# SET EXERCISE:
Starting at the line containing "Could you spot the rope" and running through the end of the items (both included), arrange those lines as a JSON list of strings, one string per line, with blank lines left out.

— Begin —

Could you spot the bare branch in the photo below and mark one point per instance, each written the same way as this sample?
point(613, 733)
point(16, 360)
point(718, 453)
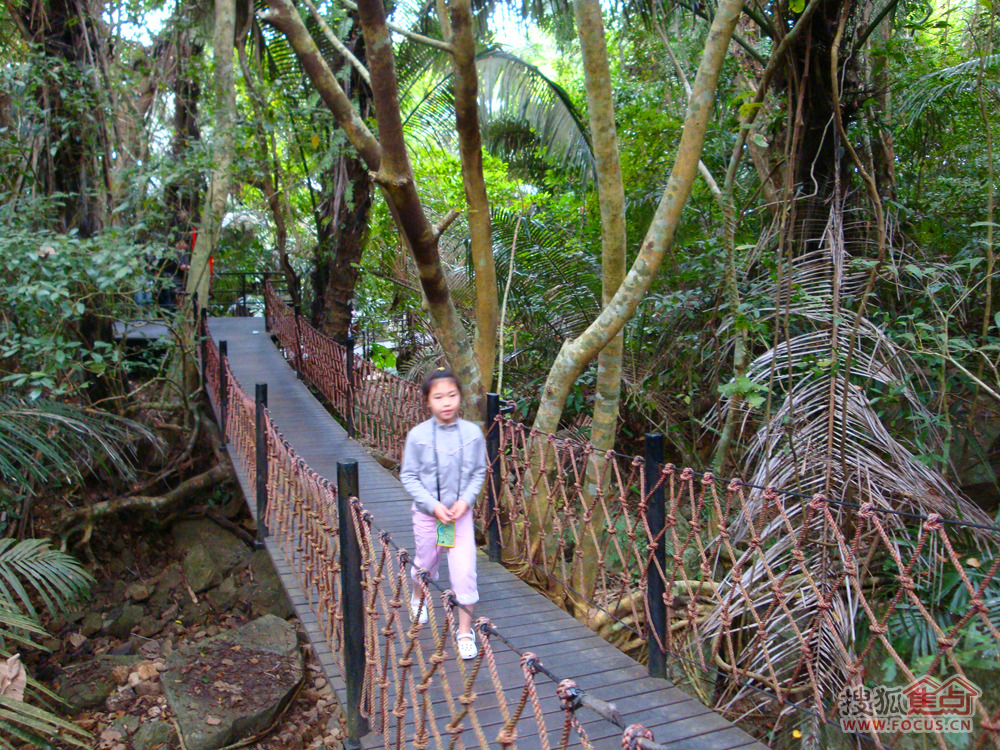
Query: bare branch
point(449, 218)
point(144, 503)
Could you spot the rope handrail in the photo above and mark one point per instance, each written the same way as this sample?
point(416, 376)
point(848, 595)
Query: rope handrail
point(796, 598)
point(302, 517)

— End —

# EXERCISE OUTPUT:
[
  "Could you spot the rope handrail in the photo above and mark one point per instance, each written the same way as this sample?",
  "point(416, 376)",
  "point(848, 595)",
  "Query: rope handrail",
  "point(796, 598)",
  "point(302, 517)"
]